### What is being asked
A word-for-word restatement of every record is required.

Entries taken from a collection
■ ■ ■ ■ ■

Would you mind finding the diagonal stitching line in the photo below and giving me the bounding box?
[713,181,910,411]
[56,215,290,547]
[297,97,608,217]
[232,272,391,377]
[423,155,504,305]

■ ■ ■ ■ ■

### Solved exercise
Would you mind finding the diagonal stitching line in the photo below and giving me the bounding box?
[713,181,910,411]
[56,215,290,547]
[297,97,608,217]
[232,272,391,377]
[423,155,504,305]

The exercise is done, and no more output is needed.